▶ EXERCISE REQUIREMENTS:
Below are records; from the line containing "Study the picture above. For each instance of the bird's white" through the very last line, output each line exactly. No pictures.

--- START ---

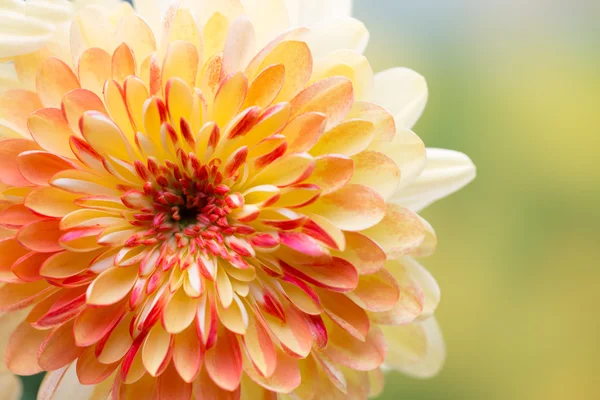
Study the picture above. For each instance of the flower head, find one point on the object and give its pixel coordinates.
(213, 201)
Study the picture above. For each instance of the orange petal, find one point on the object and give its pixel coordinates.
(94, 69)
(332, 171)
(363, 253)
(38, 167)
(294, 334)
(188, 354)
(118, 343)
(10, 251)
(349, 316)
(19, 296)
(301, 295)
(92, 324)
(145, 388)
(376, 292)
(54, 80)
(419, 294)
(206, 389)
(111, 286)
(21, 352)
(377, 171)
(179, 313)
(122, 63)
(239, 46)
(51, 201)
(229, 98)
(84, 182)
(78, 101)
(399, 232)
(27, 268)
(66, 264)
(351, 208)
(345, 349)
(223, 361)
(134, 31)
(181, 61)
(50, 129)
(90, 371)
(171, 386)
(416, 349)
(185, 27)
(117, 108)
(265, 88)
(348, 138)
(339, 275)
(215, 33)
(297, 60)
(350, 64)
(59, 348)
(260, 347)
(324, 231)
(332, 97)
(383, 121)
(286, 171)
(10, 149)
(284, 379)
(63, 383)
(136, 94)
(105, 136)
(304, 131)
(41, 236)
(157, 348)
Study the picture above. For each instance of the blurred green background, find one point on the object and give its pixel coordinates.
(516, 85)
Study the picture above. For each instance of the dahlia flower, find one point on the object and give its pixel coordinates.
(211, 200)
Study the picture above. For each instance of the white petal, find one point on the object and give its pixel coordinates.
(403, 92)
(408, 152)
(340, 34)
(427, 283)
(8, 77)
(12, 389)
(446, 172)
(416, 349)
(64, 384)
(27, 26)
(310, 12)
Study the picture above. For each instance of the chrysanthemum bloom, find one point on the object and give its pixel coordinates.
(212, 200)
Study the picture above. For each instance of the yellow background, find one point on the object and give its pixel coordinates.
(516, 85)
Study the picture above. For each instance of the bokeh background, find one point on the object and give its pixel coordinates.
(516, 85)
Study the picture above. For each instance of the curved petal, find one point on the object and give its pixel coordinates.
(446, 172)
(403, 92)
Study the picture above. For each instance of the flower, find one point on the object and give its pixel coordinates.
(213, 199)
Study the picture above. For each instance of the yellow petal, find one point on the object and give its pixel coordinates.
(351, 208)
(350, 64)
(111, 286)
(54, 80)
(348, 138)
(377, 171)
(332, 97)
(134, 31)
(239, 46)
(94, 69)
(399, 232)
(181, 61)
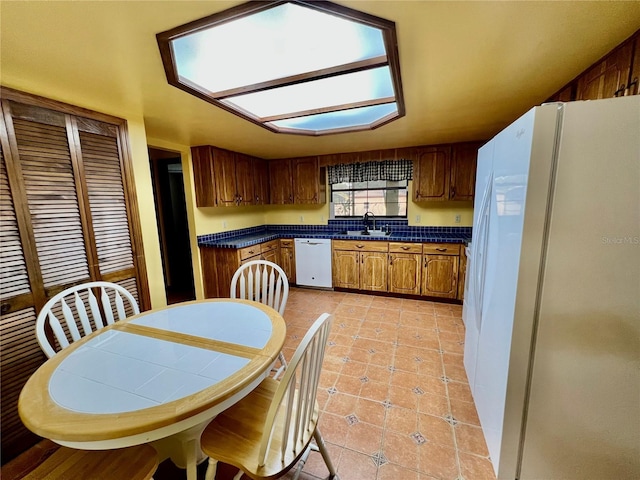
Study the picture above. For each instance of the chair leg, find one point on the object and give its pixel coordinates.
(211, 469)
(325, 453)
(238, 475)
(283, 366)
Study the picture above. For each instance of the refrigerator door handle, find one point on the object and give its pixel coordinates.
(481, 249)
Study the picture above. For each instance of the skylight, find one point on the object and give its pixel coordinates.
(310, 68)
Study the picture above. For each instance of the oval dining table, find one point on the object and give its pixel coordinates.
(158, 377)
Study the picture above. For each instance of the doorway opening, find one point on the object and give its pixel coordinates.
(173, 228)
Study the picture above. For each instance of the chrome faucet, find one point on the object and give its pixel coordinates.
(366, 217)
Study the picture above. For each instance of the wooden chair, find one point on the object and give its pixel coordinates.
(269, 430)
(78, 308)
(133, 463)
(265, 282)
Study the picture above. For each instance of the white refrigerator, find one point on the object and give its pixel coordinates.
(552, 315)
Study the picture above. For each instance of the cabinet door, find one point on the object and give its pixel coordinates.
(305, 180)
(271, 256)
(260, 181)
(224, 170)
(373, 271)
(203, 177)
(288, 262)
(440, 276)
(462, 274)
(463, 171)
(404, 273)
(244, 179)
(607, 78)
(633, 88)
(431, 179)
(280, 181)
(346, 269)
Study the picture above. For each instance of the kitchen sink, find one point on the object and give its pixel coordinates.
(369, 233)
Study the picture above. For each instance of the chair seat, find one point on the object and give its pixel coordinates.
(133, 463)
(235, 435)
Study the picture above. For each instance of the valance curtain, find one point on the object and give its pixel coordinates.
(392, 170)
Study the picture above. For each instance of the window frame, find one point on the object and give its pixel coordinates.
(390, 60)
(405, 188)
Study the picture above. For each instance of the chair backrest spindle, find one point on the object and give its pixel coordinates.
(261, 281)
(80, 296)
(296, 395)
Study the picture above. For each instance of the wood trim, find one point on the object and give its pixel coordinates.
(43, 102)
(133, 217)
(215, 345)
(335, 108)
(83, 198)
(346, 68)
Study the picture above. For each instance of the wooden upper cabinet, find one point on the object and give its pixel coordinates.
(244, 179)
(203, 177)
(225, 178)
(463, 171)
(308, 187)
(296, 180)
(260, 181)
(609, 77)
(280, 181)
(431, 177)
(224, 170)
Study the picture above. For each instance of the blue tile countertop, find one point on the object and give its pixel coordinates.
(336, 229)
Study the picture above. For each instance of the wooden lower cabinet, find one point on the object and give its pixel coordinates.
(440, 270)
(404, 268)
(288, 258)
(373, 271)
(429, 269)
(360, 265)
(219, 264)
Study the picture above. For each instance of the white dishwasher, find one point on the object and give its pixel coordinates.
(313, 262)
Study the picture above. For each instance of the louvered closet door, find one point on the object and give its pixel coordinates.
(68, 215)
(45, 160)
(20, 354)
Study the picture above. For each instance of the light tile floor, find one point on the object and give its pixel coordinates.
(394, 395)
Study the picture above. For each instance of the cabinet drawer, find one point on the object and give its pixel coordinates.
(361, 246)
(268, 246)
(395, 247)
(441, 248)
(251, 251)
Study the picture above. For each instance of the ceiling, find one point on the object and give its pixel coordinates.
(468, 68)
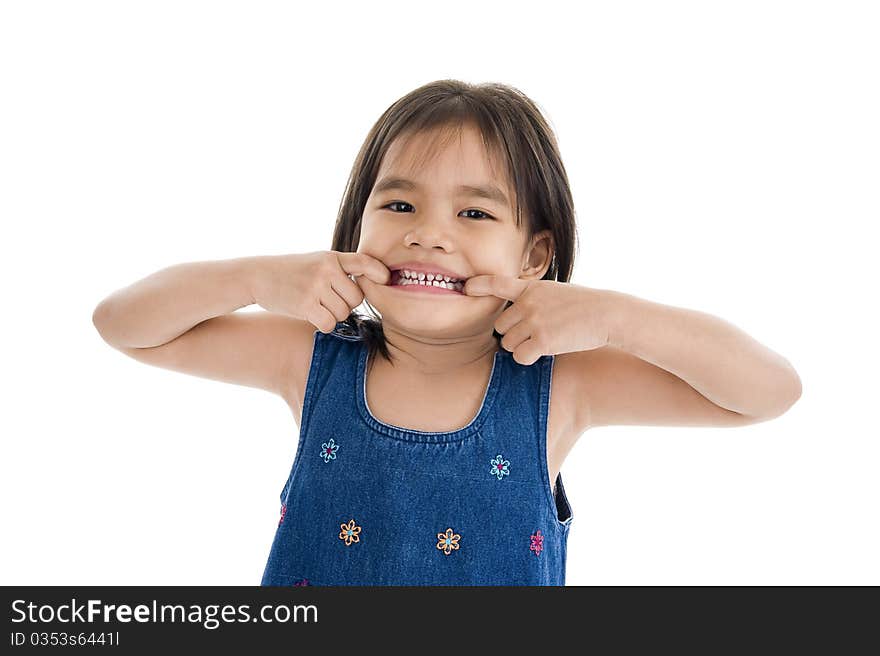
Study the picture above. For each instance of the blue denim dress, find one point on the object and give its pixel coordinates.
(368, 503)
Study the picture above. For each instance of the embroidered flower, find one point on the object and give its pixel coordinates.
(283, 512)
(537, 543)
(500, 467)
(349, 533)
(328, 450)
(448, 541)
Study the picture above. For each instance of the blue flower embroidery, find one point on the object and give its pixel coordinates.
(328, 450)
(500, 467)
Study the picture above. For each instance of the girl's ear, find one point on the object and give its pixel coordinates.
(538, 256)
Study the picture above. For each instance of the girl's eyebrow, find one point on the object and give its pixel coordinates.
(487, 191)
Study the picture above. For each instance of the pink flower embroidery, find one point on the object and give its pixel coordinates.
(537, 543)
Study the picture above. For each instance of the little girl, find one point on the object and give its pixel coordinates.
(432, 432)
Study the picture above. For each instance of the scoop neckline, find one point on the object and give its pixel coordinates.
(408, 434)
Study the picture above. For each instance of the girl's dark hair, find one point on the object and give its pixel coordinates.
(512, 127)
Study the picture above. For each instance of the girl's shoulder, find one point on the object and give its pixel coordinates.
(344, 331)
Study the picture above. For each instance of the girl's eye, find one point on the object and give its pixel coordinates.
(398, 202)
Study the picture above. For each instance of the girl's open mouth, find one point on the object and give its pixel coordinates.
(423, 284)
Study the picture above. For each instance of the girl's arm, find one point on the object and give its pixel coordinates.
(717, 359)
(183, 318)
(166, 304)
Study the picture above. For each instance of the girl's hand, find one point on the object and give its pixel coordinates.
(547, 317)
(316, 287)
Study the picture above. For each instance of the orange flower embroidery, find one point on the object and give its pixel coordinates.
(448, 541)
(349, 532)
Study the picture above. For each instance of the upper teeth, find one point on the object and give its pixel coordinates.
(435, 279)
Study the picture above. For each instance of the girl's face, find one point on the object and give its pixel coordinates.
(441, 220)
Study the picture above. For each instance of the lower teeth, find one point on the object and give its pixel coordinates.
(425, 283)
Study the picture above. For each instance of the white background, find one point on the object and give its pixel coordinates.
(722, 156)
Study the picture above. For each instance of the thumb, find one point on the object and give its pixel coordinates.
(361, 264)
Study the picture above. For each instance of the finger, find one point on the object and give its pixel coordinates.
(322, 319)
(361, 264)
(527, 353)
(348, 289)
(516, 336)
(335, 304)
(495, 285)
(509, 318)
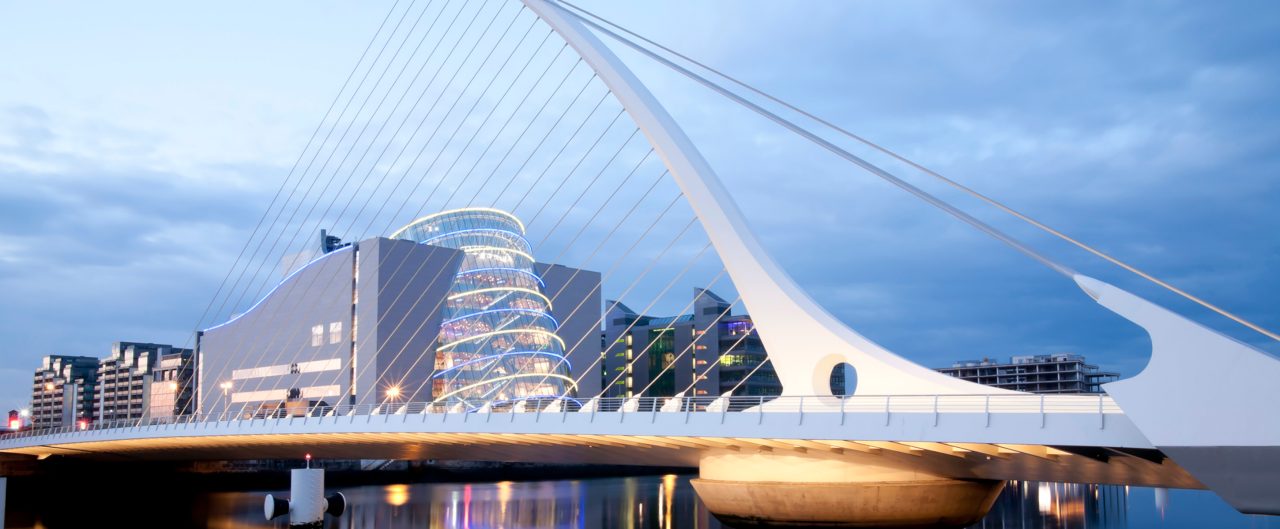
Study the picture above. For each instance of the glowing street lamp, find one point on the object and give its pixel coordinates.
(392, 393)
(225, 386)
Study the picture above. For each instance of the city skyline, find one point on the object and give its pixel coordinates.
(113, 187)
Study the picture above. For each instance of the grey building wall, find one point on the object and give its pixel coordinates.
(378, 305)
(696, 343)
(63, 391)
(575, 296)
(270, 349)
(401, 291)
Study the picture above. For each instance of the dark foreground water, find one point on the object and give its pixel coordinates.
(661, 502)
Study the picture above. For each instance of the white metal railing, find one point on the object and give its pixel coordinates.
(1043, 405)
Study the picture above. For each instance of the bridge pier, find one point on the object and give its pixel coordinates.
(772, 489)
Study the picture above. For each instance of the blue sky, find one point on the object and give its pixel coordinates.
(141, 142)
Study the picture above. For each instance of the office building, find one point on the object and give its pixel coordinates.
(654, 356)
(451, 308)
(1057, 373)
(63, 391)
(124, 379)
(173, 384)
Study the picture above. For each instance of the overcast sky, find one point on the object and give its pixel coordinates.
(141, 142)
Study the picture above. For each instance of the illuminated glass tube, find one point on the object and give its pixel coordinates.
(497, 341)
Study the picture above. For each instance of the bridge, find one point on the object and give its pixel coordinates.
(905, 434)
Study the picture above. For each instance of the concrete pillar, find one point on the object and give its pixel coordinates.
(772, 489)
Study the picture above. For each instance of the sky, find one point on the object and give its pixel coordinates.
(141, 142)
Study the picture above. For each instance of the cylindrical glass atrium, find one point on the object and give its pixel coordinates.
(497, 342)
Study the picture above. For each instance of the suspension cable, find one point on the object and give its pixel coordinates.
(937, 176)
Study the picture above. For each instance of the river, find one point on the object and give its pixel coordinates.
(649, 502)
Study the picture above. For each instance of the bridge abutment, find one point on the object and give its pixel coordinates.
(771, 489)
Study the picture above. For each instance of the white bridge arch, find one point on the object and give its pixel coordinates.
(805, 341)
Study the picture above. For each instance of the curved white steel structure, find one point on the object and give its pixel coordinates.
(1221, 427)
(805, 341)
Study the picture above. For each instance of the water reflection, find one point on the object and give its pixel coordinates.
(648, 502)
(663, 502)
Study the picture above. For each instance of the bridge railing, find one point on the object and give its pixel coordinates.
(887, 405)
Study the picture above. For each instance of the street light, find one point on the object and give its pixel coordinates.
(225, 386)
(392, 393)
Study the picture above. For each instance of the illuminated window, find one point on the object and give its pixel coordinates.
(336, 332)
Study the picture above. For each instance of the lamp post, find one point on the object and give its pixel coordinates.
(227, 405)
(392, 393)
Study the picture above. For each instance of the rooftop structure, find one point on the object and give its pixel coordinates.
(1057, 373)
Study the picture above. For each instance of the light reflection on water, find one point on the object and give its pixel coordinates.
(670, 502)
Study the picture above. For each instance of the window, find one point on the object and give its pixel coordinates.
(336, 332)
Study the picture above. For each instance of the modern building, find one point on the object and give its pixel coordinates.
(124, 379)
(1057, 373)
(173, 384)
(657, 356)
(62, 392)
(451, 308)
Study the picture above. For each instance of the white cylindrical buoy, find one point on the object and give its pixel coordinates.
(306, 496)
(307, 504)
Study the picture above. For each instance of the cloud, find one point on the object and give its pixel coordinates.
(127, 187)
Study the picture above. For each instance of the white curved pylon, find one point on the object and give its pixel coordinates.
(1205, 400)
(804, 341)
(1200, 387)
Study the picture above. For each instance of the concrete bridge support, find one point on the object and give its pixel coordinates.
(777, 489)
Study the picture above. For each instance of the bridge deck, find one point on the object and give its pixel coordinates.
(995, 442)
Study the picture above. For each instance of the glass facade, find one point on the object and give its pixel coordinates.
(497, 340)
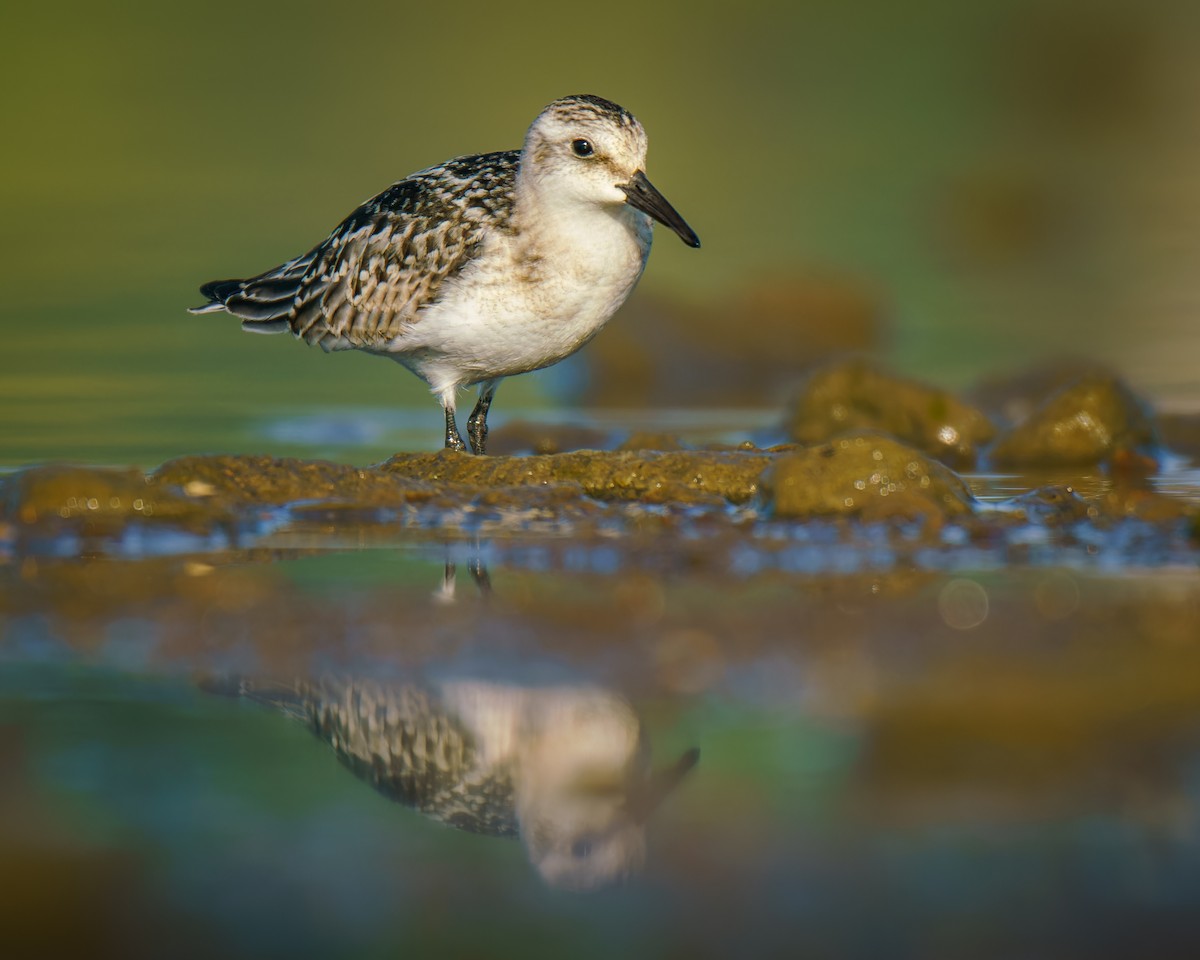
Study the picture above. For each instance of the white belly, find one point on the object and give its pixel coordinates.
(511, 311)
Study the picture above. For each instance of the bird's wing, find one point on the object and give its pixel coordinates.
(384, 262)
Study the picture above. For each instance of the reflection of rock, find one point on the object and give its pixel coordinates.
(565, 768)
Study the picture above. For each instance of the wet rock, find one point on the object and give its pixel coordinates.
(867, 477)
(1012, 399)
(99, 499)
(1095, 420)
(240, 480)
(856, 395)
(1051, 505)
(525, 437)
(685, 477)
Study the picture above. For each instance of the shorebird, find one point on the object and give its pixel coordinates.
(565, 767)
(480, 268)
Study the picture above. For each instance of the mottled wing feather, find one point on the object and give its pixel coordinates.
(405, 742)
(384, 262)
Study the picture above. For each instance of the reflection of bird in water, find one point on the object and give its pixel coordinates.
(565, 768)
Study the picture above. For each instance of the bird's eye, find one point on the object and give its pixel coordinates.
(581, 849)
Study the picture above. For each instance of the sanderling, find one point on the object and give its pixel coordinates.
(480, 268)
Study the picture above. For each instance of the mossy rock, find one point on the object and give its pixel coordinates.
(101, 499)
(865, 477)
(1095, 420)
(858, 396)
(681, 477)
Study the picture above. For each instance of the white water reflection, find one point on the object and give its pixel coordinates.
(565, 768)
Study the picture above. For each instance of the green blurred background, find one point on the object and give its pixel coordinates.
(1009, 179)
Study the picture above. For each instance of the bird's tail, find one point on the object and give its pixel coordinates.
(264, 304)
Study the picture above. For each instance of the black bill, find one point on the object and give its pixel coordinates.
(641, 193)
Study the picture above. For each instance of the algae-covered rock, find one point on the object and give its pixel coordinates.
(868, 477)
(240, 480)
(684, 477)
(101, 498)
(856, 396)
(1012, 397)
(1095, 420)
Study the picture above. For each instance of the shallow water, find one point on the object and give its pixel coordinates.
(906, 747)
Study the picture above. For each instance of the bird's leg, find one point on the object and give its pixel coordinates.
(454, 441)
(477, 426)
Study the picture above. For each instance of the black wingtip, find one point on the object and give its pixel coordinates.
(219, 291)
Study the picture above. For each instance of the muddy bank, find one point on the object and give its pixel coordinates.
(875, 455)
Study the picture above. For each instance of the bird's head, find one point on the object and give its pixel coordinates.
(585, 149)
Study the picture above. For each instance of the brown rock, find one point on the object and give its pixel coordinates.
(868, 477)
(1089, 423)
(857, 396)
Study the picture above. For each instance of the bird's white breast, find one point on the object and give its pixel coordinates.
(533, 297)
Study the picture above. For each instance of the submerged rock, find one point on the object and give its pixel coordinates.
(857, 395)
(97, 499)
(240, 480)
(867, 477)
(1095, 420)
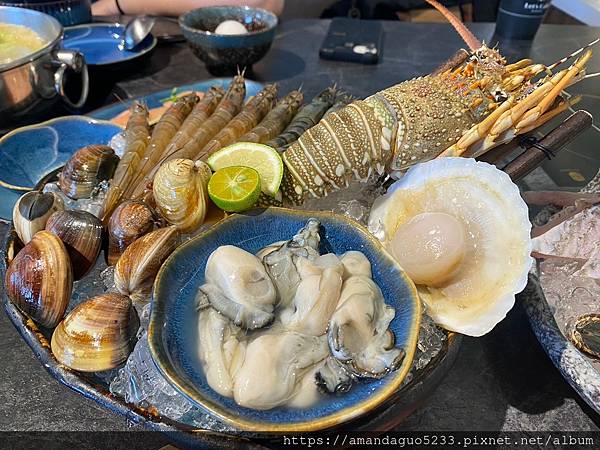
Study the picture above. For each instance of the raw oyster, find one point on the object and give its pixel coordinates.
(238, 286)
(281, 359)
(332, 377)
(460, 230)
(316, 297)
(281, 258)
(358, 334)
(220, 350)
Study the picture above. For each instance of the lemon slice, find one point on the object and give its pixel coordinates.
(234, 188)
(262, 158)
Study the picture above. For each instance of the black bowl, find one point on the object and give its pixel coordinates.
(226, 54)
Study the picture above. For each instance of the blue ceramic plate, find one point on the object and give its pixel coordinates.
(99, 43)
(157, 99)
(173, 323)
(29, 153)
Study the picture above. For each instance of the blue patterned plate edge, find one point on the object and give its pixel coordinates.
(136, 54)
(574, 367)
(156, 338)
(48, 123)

--- END ---

▶ SOLUTION:
Study the picture above. For each instance of the bird's white breast, find one point on the object and give its pixel coordinates.
(533, 297)
Study the picture above. For each instance of the submerged rock, find one point on the object and give its pixel coordinates.
(857, 395)
(97, 499)
(240, 480)
(867, 477)
(1095, 420)
Study the picture above. For each instance of the raw oyster, find one point on the object and give its pixel coordinates.
(238, 286)
(281, 359)
(332, 377)
(460, 230)
(316, 297)
(281, 258)
(358, 334)
(220, 350)
Study the picture above. For each instance of the lemon slice, find one point on the object and give its pixel coordinates.
(234, 188)
(262, 158)
Study the picture above. For each instance of the black bowl, find one point on the object and give its pixel coordinates.
(226, 54)
Study the picture above. For each instance of the blue ceramic plate, find one point on the object and give its pixel coordinates.
(99, 43)
(157, 99)
(173, 323)
(29, 153)
Study the picture above. For each instance of the blue patterned plate edge, find one point on the object and give its pixel coordinates.
(136, 54)
(574, 367)
(156, 338)
(48, 123)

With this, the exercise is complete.